_Recorded data_
####
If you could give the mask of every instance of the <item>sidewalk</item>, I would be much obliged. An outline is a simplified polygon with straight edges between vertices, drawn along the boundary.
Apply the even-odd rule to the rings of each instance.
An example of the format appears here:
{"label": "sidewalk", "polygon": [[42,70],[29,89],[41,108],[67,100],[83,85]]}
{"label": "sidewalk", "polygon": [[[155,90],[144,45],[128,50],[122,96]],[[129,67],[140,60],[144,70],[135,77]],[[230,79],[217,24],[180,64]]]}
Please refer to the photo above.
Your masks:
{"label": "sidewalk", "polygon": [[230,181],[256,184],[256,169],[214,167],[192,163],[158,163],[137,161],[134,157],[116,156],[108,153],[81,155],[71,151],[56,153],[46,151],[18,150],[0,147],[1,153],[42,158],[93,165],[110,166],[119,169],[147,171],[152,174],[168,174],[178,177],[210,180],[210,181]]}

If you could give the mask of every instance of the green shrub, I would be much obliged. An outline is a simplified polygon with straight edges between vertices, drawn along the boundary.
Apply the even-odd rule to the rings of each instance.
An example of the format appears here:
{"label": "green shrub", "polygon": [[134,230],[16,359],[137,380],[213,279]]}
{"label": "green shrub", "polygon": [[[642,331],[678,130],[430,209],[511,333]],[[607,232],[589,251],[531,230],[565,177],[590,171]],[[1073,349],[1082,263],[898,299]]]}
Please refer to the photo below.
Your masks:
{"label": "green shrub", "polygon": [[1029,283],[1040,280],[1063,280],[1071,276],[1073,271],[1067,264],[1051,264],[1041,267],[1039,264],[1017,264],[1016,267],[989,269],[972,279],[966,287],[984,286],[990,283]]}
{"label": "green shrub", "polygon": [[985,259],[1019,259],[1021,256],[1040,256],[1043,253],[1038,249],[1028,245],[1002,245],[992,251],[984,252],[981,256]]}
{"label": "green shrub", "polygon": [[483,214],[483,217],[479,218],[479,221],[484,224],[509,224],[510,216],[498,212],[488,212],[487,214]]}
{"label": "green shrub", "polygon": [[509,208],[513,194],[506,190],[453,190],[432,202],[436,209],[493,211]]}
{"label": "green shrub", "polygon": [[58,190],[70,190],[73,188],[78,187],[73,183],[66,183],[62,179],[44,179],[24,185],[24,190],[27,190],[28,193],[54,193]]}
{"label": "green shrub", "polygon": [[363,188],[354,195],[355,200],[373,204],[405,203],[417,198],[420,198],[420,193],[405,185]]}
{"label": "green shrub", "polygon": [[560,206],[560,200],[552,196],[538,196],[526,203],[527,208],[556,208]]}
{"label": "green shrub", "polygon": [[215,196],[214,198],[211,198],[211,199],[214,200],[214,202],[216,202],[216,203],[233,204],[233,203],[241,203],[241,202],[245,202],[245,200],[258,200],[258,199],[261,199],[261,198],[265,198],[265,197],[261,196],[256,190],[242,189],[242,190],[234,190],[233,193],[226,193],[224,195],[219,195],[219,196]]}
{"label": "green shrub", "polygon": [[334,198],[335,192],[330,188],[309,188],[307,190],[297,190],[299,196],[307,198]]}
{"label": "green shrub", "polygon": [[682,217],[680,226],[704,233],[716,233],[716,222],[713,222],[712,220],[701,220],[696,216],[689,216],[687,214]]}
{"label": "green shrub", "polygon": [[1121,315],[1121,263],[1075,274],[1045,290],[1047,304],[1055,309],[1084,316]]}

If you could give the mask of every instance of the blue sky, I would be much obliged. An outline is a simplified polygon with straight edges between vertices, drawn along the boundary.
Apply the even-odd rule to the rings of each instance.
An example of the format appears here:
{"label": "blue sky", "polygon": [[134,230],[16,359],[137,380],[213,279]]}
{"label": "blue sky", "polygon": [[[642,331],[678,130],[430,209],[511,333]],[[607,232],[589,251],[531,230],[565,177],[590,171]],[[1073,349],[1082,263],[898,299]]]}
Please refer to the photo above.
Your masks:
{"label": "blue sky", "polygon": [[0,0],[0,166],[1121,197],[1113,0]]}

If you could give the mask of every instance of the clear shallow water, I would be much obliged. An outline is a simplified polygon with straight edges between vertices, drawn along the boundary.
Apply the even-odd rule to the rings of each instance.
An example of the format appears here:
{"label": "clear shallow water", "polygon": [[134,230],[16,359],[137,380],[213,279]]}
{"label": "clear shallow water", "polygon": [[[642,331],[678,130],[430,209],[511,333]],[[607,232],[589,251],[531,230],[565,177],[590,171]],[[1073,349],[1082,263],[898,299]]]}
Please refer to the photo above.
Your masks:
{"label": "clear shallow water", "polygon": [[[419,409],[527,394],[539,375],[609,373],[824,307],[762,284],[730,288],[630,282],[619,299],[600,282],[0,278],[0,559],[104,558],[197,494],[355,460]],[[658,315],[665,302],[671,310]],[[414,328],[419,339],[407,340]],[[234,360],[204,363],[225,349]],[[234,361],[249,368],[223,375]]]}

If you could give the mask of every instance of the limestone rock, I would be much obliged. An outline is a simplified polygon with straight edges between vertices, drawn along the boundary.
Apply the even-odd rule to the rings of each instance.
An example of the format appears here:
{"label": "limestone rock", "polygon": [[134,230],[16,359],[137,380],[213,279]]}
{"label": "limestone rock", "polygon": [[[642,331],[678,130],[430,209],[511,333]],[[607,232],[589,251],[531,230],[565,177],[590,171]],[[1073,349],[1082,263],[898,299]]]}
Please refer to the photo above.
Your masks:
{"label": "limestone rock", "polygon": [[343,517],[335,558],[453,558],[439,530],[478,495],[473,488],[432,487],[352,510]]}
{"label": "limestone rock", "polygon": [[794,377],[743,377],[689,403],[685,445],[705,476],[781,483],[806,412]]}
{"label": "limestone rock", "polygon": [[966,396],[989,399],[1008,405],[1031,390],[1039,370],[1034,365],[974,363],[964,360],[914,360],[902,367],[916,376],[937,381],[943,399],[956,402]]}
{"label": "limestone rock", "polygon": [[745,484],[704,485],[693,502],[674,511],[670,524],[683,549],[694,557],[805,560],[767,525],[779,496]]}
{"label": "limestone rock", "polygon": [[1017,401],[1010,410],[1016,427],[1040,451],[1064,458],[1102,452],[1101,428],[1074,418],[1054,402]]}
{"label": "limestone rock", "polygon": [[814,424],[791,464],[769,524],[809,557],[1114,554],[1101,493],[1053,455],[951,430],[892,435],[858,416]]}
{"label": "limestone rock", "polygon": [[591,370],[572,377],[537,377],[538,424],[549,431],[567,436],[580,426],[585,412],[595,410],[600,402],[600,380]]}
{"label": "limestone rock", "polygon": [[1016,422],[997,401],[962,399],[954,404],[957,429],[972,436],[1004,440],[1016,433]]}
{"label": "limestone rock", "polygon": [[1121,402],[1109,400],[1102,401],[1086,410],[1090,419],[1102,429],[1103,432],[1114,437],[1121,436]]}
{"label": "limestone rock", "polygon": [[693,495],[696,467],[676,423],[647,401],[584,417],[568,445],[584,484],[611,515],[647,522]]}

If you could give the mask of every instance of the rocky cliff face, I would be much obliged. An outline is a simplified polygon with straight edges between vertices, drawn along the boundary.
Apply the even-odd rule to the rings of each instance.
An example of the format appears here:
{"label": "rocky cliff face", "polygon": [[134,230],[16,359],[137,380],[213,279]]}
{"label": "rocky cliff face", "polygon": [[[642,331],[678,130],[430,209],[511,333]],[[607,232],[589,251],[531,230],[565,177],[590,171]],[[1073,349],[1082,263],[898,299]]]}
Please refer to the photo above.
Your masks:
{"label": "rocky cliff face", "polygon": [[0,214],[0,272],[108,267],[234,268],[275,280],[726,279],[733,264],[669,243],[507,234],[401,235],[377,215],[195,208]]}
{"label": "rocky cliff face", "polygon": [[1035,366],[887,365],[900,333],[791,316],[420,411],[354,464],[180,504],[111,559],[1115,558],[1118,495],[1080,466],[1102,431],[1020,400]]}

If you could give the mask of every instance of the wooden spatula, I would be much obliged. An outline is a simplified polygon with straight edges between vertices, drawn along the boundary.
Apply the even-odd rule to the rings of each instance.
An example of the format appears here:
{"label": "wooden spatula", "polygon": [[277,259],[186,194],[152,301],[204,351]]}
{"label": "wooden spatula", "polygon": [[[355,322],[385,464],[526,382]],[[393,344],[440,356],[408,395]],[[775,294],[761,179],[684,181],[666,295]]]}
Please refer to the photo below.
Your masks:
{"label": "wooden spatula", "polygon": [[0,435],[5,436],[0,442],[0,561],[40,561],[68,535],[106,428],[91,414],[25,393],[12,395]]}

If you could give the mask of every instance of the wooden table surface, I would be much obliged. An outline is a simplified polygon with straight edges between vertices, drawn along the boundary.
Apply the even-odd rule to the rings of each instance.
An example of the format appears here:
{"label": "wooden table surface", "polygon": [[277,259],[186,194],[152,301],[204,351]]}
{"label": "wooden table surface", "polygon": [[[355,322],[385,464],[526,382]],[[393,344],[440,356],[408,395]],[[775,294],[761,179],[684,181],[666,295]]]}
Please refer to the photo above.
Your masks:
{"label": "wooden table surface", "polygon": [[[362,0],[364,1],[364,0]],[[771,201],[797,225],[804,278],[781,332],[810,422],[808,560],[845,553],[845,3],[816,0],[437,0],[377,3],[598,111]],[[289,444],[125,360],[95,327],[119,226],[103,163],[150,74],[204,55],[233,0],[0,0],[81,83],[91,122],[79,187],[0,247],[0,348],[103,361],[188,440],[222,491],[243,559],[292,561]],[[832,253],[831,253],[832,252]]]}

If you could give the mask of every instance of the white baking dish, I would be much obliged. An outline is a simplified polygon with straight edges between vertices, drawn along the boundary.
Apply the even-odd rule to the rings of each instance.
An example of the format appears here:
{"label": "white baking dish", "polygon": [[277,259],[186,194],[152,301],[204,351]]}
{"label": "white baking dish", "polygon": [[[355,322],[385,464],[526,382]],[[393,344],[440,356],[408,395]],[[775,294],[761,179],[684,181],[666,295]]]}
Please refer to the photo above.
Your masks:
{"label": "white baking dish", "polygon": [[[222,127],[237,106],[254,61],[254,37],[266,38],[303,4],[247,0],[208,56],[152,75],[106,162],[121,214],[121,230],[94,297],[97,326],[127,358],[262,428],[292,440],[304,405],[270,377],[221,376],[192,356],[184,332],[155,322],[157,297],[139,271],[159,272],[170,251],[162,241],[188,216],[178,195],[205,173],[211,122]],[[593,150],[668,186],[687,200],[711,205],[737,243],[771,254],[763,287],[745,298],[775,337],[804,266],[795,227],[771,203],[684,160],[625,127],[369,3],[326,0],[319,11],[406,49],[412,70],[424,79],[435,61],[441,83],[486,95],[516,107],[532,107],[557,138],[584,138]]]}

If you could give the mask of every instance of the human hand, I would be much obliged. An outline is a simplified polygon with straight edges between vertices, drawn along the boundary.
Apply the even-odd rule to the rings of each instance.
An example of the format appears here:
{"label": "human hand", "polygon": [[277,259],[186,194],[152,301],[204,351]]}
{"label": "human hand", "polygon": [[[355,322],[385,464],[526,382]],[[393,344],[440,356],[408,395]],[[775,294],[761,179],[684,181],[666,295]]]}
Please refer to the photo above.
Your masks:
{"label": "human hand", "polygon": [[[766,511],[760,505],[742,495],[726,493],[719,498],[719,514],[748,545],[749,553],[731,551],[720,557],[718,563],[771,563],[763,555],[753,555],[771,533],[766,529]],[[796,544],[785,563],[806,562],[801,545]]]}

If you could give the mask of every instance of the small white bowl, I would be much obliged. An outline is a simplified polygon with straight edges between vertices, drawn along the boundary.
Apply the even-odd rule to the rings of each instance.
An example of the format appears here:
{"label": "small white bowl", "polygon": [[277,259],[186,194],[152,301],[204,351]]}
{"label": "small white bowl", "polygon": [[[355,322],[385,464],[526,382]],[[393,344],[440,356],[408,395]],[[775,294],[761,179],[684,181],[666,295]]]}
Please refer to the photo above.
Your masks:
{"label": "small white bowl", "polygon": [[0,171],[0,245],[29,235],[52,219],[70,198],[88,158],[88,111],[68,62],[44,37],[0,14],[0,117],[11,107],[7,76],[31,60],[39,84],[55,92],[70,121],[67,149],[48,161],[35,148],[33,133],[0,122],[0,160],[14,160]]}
####
_Instructions for the task_
Return the line that contains "of the small" along with every line after it through the end of the entries, exactly, adding nothing.

_Exercise response_
If you could give the mask of every instance of the small white bowl, I would be much obliged. An outline is a simplified polygon with straight edges between vertices, drawn along the boundary.
Apply the even-odd rule to the rings of each instance.
An example of the format appears here:
{"label": "small white bowl", "polygon": [[277,259],[186,194],[152,301],[204,351]]}
{"label": "small white bowl", "polygon": [[[355,322],[385,464],[526,382]],[[393,344],[440,356],[408,395]],[[775,294],[761,179],[684,181],[666,295]]]}
Please refer to the photo above.
Your masks:
{"label": "small white bowl", "polygon": [[0,171],[0,245],[29,235],[52,219],[70,198],[88,158],[88,111],[68,62],[44,37],[0,14],[0,117],[11,107],[7,76],[31,60],[39,84],[55,92],[70,121],[67,149],[48,161],[35,148],[33,133],[0,122],[0,160],[14,160]]}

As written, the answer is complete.